• **WHAT IS EXPECTED**
Reproduce the data below word for word, leaving out the pictures.

• **DATA FOR THIS EXERCISE**
↓
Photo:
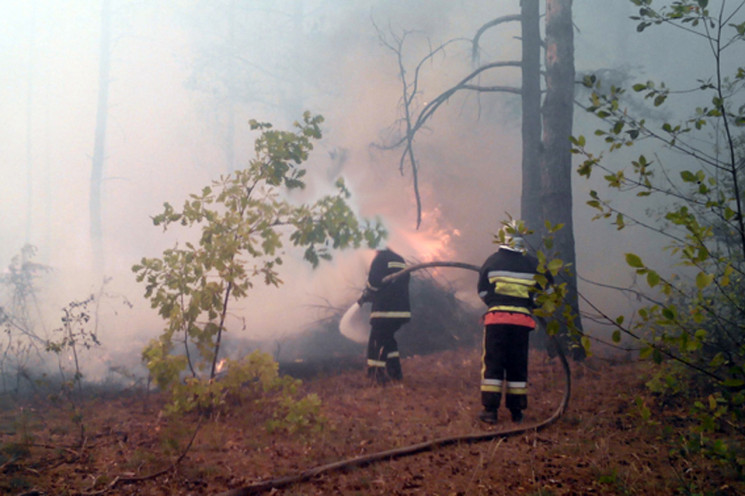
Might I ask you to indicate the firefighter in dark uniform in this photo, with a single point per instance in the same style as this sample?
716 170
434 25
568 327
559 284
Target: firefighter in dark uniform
390 310
506 285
↑
• **EXERCISE RESULT**
Photo:
Might I ask you to indicate the firefighter in dark uniform in this photo, with a single point per instance in the same style as this sample?
716 170
434 25
568 327
559 284
Target: firefighter in dark uniform
390 310
506 285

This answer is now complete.